Look through the entries for the string "pencil", and copy each line that holds it.

──────── Provided information

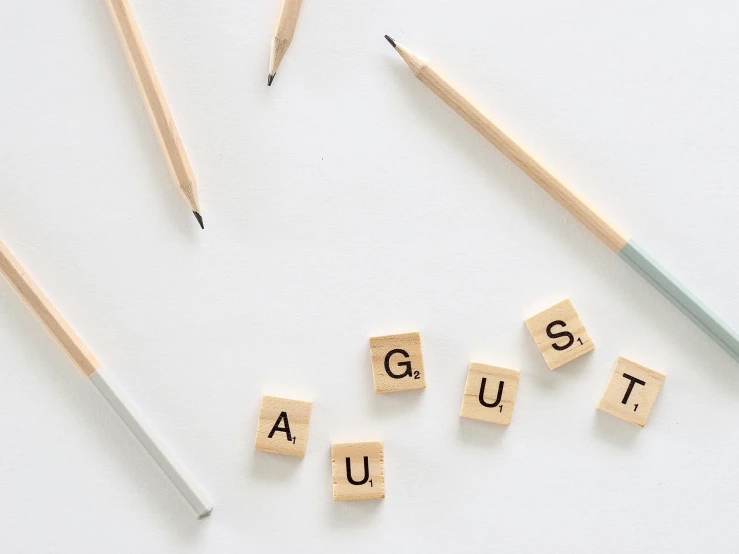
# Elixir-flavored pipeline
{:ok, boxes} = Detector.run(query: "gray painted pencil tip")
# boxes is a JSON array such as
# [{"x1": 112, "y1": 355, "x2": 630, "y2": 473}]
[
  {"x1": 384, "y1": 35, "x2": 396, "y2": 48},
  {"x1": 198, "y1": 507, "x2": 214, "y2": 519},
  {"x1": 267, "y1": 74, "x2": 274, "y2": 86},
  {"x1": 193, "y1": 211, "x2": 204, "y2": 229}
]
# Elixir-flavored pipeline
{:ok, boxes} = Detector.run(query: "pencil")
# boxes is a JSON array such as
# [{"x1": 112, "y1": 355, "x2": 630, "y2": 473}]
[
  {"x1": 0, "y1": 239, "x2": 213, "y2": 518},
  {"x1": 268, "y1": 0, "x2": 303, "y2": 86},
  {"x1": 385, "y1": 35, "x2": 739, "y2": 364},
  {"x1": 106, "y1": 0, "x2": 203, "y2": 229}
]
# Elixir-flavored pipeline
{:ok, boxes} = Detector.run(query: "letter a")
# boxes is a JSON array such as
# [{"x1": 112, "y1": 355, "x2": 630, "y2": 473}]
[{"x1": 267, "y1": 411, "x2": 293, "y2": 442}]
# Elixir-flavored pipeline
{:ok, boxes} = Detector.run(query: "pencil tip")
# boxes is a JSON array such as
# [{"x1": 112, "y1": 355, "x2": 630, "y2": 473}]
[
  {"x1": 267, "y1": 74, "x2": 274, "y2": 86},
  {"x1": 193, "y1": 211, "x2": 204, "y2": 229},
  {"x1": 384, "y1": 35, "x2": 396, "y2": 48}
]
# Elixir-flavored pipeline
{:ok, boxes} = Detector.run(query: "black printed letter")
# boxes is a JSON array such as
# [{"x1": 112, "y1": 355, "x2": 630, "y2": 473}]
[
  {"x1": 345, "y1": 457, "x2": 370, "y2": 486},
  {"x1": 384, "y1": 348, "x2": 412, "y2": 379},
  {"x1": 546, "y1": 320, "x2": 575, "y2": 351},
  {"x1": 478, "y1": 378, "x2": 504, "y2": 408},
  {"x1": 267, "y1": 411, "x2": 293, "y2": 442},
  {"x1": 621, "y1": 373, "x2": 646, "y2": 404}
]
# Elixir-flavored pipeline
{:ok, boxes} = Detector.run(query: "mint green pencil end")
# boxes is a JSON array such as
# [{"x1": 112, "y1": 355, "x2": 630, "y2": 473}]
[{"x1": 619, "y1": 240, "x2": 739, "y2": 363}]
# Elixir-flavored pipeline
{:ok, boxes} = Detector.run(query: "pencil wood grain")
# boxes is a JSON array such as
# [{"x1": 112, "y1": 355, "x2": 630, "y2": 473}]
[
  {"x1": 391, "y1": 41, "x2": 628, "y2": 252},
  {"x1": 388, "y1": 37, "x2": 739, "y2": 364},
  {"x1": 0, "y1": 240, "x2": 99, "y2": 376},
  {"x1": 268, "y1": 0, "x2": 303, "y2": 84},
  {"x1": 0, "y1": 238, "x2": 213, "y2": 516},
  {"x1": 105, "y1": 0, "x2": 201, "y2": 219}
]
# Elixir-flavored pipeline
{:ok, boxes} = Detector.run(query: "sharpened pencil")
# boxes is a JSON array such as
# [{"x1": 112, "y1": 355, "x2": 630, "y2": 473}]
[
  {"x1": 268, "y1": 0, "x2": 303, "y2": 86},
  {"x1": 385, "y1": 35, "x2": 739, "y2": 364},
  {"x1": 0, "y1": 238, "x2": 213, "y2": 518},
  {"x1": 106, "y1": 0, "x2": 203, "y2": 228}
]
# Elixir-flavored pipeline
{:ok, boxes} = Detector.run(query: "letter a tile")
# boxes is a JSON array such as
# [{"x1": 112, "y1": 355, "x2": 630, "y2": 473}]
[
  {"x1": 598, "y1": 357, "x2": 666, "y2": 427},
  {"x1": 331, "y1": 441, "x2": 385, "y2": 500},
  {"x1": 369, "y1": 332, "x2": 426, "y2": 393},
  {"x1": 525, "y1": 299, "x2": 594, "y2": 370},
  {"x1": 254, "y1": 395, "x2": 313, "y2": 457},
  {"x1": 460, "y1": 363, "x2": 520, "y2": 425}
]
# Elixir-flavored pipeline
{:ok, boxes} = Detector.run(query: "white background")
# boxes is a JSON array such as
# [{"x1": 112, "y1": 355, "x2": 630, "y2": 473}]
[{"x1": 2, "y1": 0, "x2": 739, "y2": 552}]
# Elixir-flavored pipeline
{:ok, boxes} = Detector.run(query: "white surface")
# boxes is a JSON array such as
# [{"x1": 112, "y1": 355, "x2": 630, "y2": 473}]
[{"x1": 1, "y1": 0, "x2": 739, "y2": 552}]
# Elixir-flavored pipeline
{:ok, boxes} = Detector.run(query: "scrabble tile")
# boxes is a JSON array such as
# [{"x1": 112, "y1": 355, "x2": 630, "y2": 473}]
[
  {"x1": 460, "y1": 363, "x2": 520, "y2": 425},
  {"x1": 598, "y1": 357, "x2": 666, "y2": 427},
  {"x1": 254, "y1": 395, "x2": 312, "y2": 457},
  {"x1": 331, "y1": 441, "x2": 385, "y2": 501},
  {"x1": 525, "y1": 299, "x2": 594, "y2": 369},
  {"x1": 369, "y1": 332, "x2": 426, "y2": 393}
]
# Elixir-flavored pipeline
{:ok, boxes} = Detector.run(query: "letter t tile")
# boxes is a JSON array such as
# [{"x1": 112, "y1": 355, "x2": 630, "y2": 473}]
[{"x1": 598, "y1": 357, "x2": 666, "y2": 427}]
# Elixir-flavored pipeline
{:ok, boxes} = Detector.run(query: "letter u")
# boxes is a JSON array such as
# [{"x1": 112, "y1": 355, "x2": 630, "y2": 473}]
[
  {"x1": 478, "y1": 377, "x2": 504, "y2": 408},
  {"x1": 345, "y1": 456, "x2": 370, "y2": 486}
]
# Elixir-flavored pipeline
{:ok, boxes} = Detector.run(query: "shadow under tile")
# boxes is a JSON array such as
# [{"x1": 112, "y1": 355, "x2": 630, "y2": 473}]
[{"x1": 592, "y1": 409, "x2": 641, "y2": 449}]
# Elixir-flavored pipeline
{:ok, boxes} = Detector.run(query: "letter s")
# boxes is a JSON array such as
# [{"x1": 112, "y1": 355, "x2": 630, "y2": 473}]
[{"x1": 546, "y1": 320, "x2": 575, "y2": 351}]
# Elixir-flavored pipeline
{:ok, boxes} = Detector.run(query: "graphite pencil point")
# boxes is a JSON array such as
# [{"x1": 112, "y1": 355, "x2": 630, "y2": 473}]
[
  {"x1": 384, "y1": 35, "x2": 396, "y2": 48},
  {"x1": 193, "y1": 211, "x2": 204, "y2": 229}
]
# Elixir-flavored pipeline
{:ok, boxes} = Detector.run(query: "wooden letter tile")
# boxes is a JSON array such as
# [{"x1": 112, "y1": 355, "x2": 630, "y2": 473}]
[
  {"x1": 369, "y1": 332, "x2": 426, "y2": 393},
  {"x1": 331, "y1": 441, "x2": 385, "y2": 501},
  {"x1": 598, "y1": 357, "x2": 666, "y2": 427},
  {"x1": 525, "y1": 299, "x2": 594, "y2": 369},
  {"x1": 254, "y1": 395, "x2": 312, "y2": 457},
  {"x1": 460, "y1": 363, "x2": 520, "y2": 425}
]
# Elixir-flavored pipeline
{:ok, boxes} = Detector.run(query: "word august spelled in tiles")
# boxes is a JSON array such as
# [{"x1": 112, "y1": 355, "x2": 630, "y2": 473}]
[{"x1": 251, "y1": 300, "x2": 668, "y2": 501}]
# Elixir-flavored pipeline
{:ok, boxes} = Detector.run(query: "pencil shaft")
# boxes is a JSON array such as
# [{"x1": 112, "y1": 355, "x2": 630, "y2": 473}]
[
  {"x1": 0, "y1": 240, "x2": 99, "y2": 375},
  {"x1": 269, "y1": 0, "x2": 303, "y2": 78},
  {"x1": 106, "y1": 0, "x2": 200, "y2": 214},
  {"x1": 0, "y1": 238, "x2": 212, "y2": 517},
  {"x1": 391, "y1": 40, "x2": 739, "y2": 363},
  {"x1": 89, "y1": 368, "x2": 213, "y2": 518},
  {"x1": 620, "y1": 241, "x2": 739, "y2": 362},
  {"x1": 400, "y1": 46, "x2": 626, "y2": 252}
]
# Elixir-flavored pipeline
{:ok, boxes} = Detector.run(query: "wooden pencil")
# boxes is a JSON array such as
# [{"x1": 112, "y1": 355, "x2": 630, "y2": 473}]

────────────────

> _Answer for the task_:
{:ok, boxes} = Detector.run(query: "gray painted pencil tip")
{:ok, boxes} = Detector.run(query: "pencil")
{:ok, boxes} = Detector.run(query: "pencil tip")
{:ok, boxes} = Detector.run(query: "mint green pencil end")
{:ok, boxes} = Detector.run(query: "pencil wood grain")
{:ok, boxes} = Detector.run(query: "sharpened pencil")
{:ok, boxes} = Detector.run(query: "graphite pencil point")
{:ok, boxes} = Detector.run(query: "pencil shaft")
{:ok, boxes} = Detector.run(query: "wooden pencil")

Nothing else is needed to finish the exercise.